→ **Text extract**
# # #
R 24.1 – Scope of this Part

This Part sets out a procedure by which the court may decide a claim or a particular issue without a trial.

R 24.2 – Grounds for summary judgment

The court may grant summary judgment against the claimant or defendant on the whole of the claim or a particular
issue if it considers:

• that the claimant has no real prospect of succeeding on the claim or issue, or

• that the defendant has no real prospect of successfully defending the claim or issue

• and in either case

• there is no other compelling reason why the case or issue should be disposed of at trial.

(Rule 3.4 makes provision for the court to strike out a statement of case or part of a statement of case if it appears that
it discloses no reasonable grounds for bringing or defending a claim.)

Commentary

24.2.3 – meaning of real prospect of succeeding/successfully defending

- Real prospects of success has the same meaning here as it does for setting aside default judgment. What was a
very low bar in order to persuade the court to set aside default judgment and allow the claim to continue, is
now a high bar. The applicant must show that the respondent has a case with no degree of conviction or that it is
only merely arguable.
# # #
→ **Provided material**
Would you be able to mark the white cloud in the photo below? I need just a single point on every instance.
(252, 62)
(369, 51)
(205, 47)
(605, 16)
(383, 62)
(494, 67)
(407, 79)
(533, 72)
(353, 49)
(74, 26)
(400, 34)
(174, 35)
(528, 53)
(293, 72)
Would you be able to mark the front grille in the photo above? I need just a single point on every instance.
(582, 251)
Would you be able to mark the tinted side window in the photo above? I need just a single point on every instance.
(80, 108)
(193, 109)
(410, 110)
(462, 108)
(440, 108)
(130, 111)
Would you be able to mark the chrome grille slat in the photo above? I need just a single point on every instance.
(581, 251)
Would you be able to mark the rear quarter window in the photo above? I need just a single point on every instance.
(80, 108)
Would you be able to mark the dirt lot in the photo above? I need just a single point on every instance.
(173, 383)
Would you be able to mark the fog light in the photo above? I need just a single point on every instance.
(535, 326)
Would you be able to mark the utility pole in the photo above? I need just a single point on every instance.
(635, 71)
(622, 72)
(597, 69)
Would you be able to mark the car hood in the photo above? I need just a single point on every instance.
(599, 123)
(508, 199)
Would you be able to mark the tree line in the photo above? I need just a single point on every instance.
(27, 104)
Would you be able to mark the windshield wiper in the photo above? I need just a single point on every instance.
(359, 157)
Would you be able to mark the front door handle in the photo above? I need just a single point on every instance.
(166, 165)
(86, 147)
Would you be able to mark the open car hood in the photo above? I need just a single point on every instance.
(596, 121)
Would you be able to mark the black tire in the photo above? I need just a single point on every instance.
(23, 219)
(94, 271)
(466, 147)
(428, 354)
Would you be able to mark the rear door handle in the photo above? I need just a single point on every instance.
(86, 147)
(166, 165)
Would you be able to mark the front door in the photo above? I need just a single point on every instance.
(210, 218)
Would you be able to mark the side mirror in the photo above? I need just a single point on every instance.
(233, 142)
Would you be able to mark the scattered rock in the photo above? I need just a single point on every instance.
# # #
→ **Exercise description**
Copy from the summary judgment text the passage starting at "This Part sets" and ending at "of at trial.".

→ **Completed task**
This Part sets out a procedure by which the court may decide a claim or a particular issue without a trial.

R 24.2 – Grounds for summary judgment

The court may grant summary judgment against the claimant or defendant on the whole of the claim or a particular
issue if it considers:

• that the claimant has no real prospect of succeeding on the claim or issue, or

• that the defendant has no real prospect of successfully defending the claim or issue

• and in either case

• there is no other compelling reason why the case or issue should be disposed of at trial.